***** RECORDED DATA
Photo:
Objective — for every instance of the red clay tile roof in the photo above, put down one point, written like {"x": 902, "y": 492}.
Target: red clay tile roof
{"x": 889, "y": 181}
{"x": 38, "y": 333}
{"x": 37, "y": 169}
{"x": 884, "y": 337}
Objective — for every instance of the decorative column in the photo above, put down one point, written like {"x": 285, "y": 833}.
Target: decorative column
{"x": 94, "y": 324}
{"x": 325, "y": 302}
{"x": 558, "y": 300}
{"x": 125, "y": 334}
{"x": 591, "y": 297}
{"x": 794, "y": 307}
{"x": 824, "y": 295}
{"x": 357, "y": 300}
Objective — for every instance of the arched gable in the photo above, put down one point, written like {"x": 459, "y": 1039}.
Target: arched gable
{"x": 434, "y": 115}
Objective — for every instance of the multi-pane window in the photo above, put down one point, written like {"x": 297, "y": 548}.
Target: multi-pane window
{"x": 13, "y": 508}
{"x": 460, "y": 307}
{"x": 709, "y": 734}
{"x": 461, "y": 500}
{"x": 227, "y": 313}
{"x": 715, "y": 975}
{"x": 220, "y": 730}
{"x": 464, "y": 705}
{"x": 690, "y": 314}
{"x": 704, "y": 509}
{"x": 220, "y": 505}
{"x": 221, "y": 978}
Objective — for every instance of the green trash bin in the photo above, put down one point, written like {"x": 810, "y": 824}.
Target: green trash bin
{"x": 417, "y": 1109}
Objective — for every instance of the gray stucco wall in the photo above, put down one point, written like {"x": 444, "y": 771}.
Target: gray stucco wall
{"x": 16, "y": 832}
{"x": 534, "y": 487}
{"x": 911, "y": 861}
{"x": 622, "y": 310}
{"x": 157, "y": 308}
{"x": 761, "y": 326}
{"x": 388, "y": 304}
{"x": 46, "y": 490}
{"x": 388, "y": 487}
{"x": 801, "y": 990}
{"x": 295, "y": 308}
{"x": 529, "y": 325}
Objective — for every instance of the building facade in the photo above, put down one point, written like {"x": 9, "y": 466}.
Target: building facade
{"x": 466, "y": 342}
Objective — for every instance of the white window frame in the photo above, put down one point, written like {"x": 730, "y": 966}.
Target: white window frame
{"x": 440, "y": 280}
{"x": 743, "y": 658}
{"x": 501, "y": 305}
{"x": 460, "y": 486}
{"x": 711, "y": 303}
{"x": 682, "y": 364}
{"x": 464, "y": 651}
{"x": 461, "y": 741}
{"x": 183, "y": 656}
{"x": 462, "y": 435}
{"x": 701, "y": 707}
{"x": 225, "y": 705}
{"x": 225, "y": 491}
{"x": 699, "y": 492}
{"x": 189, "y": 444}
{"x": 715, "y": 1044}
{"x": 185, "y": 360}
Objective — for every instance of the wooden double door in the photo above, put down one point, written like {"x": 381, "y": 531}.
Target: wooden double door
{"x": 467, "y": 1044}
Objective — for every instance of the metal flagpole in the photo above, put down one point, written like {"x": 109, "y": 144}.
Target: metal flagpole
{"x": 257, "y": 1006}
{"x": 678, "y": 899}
**********
▶ SET TASK:
Give the lines of the records as a Markdown table with the columns "Row" and "Line", starting at the line that contains "Objective — for every instance of the metal" and going through the end of the records, both ends included and blank lines left out.

▶ RESULT:
| Row | Line |
|---|---|
| 1 | Objective — for every instance of the metal flagpole in the photo above, put down one point, written like {"x": 109, "y": 144}. |
| 2 | Target: metal flagpole |
| 3 | {"x": 257, "y": 1006} |
| 4 | {"x": 678, "y": 899} |